YOUR INSTRUCTIONS
To complete the exercise, repeat every record exactly as it stands.

--- DATA EXCERPTS Enclosed Below ---

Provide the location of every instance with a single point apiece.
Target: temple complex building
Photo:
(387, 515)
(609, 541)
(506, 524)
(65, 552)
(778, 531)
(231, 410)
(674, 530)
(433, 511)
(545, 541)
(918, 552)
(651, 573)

--- End of Enclosed DATA EXCERPTS ---

ANSWER FOR THE TASK
Provide the location of every instance with a single point apiece.
Target: temple complex building
Photo:
(387, 515)
(609, 541)
(506, 524)
(65, 552)
(778, 531)
(231, 410)
(674, 530)
(433, 511)
(545, 541)
(918, 552)
(651, 573)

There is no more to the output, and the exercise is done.